ABOUT THIS TASK – An exact, line-by-line copy is needed, beginning at the line with "Ground queensland 'q'" and ending at the last line of the listing below.

##############################

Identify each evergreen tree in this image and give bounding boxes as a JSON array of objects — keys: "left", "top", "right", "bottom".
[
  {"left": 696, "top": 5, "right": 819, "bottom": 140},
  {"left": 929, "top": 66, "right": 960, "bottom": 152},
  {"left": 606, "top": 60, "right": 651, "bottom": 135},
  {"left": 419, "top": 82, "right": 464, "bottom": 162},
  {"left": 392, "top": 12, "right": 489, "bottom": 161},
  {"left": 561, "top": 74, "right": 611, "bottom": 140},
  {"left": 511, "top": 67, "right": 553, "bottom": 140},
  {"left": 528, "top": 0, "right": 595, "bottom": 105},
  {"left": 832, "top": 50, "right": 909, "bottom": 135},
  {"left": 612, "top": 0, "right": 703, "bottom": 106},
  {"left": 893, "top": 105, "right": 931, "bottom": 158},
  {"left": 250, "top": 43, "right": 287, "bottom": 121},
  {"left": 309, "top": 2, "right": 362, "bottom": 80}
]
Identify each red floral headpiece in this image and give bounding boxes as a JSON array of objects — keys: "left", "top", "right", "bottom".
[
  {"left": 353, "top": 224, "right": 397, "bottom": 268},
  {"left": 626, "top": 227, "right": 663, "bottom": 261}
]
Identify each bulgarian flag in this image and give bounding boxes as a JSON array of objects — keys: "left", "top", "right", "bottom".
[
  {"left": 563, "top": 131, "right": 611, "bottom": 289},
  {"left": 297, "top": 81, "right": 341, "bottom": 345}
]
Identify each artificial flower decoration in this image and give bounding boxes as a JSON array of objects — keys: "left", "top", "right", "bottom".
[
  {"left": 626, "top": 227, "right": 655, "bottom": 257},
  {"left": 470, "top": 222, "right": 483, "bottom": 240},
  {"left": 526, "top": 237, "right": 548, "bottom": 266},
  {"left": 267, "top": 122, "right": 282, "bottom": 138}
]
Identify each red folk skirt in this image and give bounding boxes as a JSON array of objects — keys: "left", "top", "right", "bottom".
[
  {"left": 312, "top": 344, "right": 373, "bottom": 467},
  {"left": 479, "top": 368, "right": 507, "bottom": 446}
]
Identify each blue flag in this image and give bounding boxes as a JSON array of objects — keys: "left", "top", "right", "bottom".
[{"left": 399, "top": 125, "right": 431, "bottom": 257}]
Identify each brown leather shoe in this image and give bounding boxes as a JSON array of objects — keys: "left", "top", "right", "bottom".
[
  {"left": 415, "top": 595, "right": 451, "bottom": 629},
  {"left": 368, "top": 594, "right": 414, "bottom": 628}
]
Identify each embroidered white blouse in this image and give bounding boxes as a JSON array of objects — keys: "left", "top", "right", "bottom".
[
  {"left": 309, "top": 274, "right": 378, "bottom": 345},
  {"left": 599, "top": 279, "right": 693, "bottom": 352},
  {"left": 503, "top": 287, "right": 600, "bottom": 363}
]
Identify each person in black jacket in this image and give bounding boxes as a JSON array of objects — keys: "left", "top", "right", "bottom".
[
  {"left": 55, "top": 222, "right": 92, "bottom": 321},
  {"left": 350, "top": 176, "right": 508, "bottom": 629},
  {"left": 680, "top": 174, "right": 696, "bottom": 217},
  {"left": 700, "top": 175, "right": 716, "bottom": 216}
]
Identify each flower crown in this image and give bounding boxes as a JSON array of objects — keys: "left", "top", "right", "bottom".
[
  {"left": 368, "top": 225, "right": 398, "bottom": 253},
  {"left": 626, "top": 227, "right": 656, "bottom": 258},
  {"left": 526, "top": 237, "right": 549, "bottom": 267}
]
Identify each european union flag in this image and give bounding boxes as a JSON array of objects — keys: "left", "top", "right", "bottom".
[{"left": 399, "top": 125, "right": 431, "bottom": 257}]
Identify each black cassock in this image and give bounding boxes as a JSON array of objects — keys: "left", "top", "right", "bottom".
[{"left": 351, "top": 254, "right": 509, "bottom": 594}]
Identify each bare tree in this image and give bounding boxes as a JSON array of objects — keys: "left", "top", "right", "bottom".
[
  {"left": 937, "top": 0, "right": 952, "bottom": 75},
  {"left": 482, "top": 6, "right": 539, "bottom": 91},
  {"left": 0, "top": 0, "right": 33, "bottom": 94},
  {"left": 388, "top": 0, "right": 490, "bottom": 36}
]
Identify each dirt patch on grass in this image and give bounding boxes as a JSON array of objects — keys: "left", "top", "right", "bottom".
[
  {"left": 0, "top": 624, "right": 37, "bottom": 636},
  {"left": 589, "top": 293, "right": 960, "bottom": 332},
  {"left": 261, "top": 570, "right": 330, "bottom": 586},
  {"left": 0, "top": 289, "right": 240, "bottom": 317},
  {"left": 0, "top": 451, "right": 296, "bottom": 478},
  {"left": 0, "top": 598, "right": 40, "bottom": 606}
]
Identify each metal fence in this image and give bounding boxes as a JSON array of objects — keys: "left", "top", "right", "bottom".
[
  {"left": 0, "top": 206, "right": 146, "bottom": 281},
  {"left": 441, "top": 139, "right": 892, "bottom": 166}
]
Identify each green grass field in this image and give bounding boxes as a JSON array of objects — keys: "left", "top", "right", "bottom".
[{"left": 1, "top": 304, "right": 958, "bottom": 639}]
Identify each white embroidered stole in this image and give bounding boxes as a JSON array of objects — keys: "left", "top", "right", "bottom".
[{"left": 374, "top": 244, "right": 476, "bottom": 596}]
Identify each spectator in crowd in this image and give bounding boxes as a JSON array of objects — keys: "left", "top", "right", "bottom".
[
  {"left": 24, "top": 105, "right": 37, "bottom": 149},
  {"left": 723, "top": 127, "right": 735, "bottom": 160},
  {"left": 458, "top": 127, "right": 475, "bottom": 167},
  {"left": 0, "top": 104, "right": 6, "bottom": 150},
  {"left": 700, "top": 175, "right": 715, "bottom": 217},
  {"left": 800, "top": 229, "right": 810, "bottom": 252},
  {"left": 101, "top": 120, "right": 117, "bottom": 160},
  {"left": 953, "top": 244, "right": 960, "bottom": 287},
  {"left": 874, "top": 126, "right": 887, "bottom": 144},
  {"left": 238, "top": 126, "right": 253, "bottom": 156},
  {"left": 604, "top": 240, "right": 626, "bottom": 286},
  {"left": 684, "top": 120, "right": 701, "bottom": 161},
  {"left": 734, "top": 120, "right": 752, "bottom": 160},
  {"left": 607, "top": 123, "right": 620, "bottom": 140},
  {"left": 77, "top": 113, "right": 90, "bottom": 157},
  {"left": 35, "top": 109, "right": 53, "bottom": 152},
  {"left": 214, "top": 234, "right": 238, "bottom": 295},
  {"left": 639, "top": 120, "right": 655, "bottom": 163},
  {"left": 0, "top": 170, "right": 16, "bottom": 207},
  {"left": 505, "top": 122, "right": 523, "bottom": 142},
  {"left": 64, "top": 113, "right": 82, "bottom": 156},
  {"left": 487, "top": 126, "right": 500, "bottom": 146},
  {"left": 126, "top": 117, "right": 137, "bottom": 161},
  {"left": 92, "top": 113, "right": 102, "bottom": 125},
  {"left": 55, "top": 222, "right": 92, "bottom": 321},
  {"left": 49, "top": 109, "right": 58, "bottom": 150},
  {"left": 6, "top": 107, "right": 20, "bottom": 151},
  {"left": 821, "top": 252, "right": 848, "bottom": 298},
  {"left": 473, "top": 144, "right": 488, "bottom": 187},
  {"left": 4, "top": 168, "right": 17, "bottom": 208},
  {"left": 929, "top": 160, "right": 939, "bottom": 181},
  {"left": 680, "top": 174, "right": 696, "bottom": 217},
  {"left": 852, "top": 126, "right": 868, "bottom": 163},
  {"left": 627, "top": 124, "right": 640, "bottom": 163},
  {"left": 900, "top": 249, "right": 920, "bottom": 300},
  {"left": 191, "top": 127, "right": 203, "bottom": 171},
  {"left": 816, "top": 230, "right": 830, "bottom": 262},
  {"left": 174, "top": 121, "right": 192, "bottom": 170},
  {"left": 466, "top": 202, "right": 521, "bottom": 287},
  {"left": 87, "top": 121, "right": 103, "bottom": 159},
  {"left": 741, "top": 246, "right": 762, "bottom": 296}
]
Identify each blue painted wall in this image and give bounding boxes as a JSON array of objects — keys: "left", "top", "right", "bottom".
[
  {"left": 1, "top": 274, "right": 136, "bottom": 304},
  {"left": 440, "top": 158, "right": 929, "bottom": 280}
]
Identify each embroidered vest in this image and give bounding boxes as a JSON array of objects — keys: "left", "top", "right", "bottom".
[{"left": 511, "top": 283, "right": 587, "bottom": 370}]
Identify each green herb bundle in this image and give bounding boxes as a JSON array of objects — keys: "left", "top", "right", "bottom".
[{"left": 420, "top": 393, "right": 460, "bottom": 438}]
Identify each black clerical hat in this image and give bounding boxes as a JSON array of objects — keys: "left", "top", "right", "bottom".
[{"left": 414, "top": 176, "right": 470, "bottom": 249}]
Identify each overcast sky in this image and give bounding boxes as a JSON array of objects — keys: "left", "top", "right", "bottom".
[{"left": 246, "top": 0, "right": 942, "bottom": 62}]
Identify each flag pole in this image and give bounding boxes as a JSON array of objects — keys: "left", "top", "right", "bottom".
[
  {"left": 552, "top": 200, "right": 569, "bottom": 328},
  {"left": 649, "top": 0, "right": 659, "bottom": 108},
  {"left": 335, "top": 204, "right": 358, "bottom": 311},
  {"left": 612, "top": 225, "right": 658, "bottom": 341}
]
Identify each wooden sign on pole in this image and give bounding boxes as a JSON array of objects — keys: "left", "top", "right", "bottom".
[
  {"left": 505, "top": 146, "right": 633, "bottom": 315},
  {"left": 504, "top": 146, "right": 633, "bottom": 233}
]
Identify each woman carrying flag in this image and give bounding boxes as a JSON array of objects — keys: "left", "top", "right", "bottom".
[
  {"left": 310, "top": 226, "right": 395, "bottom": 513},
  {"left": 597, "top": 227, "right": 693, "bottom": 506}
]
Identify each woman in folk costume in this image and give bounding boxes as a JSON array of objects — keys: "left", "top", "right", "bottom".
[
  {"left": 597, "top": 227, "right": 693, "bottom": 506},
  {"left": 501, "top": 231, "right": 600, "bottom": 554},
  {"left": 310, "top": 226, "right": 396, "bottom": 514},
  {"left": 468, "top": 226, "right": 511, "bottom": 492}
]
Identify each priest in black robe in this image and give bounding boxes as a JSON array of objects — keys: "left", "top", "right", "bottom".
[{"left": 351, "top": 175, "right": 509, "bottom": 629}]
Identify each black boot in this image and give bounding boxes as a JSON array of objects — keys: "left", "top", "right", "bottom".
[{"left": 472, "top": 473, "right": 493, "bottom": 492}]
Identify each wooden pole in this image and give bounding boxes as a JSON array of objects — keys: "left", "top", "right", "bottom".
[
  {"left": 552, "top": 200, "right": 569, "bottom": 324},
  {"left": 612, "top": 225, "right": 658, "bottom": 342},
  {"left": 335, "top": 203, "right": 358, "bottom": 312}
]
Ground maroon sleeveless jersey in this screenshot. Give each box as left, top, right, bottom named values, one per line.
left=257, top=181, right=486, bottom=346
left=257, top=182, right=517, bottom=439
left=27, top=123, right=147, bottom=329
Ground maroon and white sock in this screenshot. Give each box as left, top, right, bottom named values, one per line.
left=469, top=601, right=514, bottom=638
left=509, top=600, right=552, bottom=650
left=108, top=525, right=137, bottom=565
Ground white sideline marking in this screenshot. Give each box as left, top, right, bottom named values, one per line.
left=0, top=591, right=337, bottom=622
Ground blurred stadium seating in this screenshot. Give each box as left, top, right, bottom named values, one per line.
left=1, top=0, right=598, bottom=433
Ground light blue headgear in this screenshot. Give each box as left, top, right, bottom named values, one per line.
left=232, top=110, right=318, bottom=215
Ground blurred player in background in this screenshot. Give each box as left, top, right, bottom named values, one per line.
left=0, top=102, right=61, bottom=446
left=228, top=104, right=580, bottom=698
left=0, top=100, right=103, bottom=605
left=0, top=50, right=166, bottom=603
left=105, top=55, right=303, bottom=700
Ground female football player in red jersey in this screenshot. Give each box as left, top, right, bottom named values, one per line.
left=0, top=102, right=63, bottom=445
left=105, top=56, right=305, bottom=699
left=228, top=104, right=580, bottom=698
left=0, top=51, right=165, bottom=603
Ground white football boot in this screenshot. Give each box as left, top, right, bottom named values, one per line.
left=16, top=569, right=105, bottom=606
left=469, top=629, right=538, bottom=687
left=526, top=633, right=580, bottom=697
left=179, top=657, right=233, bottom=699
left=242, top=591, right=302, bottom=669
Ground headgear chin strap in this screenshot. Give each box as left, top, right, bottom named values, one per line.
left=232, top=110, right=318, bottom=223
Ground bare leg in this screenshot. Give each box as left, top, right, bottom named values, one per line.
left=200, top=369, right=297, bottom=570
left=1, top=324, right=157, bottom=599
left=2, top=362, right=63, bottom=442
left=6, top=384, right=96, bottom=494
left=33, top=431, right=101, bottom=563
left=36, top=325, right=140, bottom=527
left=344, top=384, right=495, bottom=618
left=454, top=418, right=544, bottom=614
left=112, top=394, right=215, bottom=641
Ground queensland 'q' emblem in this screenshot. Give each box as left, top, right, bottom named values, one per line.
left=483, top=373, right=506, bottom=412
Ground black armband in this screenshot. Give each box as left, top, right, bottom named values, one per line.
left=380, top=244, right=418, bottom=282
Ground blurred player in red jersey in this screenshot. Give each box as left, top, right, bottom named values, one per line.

##############################

FINISHED TASK –
Ground queensland 'q' emblem in this screenshot. Give each box as left, top, right, bottom named values, one per line.
left=483, top=373, right=506, bottom=412
Ground black armband in this screenshot. Give each box as left, top, right, bottom named values, one per line.
left=380, top=244, right=418, bottom=282
Ground blurred player in red jersey in this screenshot. Give each box as left, top, right, bottom named values, one per line.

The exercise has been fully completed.